Problem:
In the pot sizes thread below, what kind of mix does paphioboy say multifloras can be potted in?

Quoted passage:
# Pot sizes



## Stone (Oct 27, 2011)

Hi all.
Just new to this forum so please exuse if this subject has already been looked at.
It seems to me that we all want to grow the best plants possible.The largest
plants with lots of growths and flowers supported by a massive root system.
Dosen't it stand to reason that we need to find a way to pot up paphs in a 
large pot with a long lasting mix that will allow the plant a free root run without the need for disturbing the thing every year or two?
I've only been growing paphs seriously for a couple of years but I've been growing all kinds of epiphytes for 25 years and my best and biggest plants
are growing on slabs or in baskets undisturbed for 10 years or more.
I have always read to keep paphs in small pots and repot often but I'm not so convinced. Any thoughts?


----------



## paphioboy (Oct 27, 2011)

IMHO it does depend on what type of paph. Multifloras can be potted in large pots using a totally inorganic mix (stones, rocks, charcoal) and repotted very infrequently, but the Maudiae/barbata types which prefer a more organic mix (as they grow in leaf litter naturally) do respond better to frequent repotting using a finer organic mix (bark/cocohusk/sphagnum, what have you...)

Record set:

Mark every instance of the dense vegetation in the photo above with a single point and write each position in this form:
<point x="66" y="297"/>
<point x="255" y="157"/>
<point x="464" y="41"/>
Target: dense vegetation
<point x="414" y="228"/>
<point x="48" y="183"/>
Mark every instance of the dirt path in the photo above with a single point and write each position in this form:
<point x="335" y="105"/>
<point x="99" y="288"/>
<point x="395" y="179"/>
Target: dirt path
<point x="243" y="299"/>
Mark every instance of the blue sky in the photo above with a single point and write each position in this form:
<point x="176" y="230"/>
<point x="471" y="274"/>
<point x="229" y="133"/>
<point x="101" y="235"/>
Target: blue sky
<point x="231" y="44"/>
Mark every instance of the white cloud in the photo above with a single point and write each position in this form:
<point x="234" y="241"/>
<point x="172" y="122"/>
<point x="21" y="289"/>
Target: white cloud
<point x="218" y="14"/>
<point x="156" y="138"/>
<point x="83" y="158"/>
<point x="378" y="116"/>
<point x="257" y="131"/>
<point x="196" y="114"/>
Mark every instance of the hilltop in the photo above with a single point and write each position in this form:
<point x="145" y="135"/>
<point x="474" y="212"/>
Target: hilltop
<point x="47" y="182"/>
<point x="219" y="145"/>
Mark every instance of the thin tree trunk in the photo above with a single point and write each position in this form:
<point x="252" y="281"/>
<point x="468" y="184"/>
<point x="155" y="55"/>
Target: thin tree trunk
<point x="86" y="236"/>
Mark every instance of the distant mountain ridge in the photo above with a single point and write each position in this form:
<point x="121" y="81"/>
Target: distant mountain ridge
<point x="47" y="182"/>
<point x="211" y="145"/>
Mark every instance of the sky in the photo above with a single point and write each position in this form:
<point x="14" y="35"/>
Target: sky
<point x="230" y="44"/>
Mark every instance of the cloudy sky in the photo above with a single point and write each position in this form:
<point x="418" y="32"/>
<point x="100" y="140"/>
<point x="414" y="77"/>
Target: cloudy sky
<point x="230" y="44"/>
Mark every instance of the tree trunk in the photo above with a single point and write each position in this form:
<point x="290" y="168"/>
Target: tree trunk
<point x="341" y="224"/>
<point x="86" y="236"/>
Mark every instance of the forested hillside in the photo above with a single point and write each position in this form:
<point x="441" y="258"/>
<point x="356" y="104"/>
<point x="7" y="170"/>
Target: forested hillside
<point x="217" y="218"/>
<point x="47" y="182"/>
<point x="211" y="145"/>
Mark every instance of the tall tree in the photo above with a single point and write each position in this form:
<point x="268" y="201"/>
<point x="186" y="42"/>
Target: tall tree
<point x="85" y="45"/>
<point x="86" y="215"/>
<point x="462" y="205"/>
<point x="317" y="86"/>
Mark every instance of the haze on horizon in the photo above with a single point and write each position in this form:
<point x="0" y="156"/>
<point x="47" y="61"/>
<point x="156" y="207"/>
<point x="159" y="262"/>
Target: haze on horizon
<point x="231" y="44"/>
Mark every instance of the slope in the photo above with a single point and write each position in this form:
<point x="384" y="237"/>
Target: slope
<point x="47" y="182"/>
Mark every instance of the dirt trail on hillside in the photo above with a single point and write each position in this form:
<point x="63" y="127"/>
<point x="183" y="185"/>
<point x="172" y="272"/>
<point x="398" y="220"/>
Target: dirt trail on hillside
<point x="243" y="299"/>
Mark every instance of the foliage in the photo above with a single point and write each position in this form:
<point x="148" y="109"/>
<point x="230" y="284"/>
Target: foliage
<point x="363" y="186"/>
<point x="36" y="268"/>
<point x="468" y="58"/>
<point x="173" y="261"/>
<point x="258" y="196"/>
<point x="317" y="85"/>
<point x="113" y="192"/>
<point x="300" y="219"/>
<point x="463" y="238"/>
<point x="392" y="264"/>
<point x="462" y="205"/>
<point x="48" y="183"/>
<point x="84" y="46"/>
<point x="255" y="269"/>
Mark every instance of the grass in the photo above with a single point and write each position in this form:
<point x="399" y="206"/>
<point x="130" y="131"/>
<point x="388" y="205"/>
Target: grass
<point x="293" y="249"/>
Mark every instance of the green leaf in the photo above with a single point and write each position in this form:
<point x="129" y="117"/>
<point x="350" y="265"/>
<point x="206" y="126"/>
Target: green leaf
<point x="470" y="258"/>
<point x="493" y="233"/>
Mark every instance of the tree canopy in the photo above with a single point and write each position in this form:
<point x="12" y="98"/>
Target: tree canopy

Task solution:
A totally inorganic mix (stones, rocks, charcoal).